— Start EXTRACT TO READ —

I do not intend to run the server with synchronous_commit=off, but based on my limited knowledge, I'm wondering if all these observations are somehow related and are caused by the same underlying bottleneck (or misconfiguration):

1) At higher concurrency levels, TPS for synchronous_commit=off is lower for optimised settings when compared to default settings
2) At ALL concurrency levels, TPS for synchronous_commit=on is lower for optimised settings (irrespective of shared_buffers value), compared to default settings
3) At higher concurrency levels, optimised + synchronous_commit=on + shared_buffers=2G has HIGHER TPS than optimised + synchronous_commit=off + shared_buffers=8G

Here are the (completely counter-intuitive) numbers for these observations:

+--------+-----------------------------------------------------------------+------------------------+
|        |                      synchronous_commit=on                      | synchronous_commit=off |
+--------+-----------------------------------------------------------------+------------------------+
| client | Mostly defaults [1] | Optimised [2]       | Optimised [2]       | Optimised [2]          |
|        |                     | + shared_buffers=2G | + shared_buffers=8G | + shared_buffers=8G    |
+--------+---------------------+---------------------+---------------------+------------------------+
| 1      | 80-86               | 74-77               | 75-75               | 169-180                |
+--------+---------------------+---------------------+---------------------+------------------------+
| 6      | 350-376             | 301-304             | 295-300             | 1265-1397              |
+--------+---------------------+---------------------+---------------------+------------------------+
| 12     | 603-619             | 476-488             | 485-493             | 1746-2352              |
+--------+---------------------+---------------------+---------------------+------------------------+
| 24     | 947-1015            | 678-739             | 723-770             | 1869-2518              |
+--------+---------------------+---------------------+---------------------+------------------------+
| 48     | 1435-1512           | 950-1043            | 1029-1086           | 1912-2818              |
+--------+---------------------+---------------------+---------------------+------------------------+
| 96     | 1769-1811           | 3337-3459           | 1302-1346           | 1546-1753              |
+--------+---------------------+---------------------+---------------------+------------------------+
| 192    | 1857-1992           | 3613-3715           | 1269-1345           | 1332-1508              |
+--------+---------------------+---------------------+---------------------+------------------------+
| 384    | 1667-1793           | 3180-3300           | 1262-1364           | 1356-1450              |
+--------+---------------------+---------------------+---------------------+------------------------+
 

In case you do intend to run with synchronous_commit=off, or if you are just curious:  running with a very high number of active connections often reveals subtle bottlenecks and interactions, and is very dependent on your hardware.  Unless you actually intend to run our server with synchronous_commit=off and with a large number of active connections, it is probably not worth investigating this.

— End EXTRACT TO READ —

### TASKS AND EXERCISES
1/ Answer these questions using the benchmark excerpt:
(a) In observation 3, which shared_buffers value is paired with synchronous_commit=on?
(b) In the table, what TPS range is listed for 12 clients in the "Mostly defaults" column?
(c) According to the closing paragraph, what is running with a very high number of active connections very dependent on?
2/ List every client count that appears in the table of the benchmark excerpt.
3/ Pick up the benchmark excerpt after its final sentence and write the next few sentences.

— Start DATASET EXTRACT —

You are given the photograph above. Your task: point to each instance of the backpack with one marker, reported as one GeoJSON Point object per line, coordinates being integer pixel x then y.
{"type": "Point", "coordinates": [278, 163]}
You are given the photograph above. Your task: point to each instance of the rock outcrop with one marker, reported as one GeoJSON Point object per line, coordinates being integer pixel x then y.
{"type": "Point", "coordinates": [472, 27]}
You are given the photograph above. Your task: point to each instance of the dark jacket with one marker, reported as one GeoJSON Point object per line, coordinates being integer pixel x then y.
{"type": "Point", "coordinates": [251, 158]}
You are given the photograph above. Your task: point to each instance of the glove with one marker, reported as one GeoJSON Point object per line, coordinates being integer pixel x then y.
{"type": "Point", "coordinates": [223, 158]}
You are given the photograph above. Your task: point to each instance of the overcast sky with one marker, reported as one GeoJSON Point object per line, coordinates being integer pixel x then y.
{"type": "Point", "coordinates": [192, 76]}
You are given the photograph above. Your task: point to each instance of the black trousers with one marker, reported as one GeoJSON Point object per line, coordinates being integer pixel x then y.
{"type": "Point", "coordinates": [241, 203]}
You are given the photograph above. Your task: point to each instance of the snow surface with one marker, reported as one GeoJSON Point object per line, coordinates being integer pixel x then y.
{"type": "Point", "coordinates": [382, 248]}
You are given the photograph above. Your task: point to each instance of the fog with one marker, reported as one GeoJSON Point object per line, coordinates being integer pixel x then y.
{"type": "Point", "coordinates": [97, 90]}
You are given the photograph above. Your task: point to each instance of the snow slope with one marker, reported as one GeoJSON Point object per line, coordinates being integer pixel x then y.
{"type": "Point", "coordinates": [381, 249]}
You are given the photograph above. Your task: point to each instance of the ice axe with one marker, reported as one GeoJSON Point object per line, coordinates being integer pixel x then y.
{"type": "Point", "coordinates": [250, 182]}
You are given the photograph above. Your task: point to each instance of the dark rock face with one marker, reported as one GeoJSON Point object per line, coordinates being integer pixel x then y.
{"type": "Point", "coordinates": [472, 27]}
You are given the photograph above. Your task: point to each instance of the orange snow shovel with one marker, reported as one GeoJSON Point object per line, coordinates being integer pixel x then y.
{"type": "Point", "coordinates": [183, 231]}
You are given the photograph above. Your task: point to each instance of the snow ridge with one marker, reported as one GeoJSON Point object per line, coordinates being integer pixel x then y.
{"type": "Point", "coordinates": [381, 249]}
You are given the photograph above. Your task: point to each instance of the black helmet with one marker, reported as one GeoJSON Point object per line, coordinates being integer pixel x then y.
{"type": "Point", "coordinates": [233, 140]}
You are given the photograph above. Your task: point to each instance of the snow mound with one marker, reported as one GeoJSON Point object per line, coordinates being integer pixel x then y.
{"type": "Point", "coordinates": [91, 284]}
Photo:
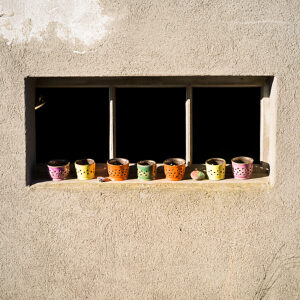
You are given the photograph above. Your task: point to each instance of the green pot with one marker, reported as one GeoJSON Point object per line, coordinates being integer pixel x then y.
{"type": "Point", "coordinates": [146, 169]}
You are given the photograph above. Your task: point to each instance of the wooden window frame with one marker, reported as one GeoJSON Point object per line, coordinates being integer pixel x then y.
{"type": "Point", "coordinates": [187, 82]}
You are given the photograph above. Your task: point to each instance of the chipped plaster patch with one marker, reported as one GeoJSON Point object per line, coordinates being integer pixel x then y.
{"type": "Point", "coordinates": [76, 21]}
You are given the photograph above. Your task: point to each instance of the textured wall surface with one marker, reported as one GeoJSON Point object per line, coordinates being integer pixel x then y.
{"type": "Point", "coordinates": [236, 243]}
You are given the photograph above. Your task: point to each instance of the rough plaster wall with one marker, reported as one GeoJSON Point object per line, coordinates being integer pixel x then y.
{"type": "Point", "coordinates": [157, 244]}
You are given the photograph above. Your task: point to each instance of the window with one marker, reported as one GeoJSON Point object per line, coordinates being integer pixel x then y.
{"type": "Point", "coordinates": [138, 118]}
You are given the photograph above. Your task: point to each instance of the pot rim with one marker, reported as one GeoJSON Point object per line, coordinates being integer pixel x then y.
{"type": "Point", "coordinates": [123, 161]}
{"type": "Point", "coordinates": [151, 162]}
{"type": "Point", "coordinates": [89, 161]}
{"type": "Point", "coordinates": [63, 163]}
{"type": "Point", "coordinates": [216, 159]}
{"type": "Point", "coordinates": [250, 160]}
{"type": "Point", "coordinates": [168, 160]}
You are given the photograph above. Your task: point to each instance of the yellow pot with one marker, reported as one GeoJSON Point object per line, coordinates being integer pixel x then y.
{"type": "Point", "coordinates": [215, 168]}
{"type": "Point", "coordinates": [85, 168]}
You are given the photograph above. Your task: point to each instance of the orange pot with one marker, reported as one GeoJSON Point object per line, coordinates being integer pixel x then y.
{"type": "Point", "coordinates": [174, 169]}
{"type": "Point", "coordinates": [118, 169]}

— End DATASET EXTRACT —

### ANSWERS FOR THE EXERCISE
1/
(a) 2G
(b) 603-619
(c) The hardware

2/ 1, 6, 12, 24, 48, 96, 192, 384

3/
Please see the table above. The reason why I'm digging deeper into this is because of observation (2) above, i.e. I am unable to come up with any optimised setting that performs better than the default settings for the concurrency levels that I care about (100-150).
 
I'm more interested in the low end, you should do much better than those reported numbers when clients=1 and synchronous_commit=off with the data on SSD.  I think you said that pgbench is running on a different machine than the database, so perhaps it is just network overhead that is keeping this value down.  What happens if you run them on the same machine?

I'm currently running this, but the early numbers are surprising. For client=1, the numbers for optimised settings + shared_buffers=2G are:

-- pgbench run over a 1Gbps network: 74-77 tps
-- pgbench run on the same machine: 152-153 tps (is this absolute number good enough given my hardware?)

Is 1 Gbps network the bottleneck? Does it explain the three observations given above? I'll wait for the current set of benchmarks to finish and re-run the benchmarks over the network and monitor network utilisation.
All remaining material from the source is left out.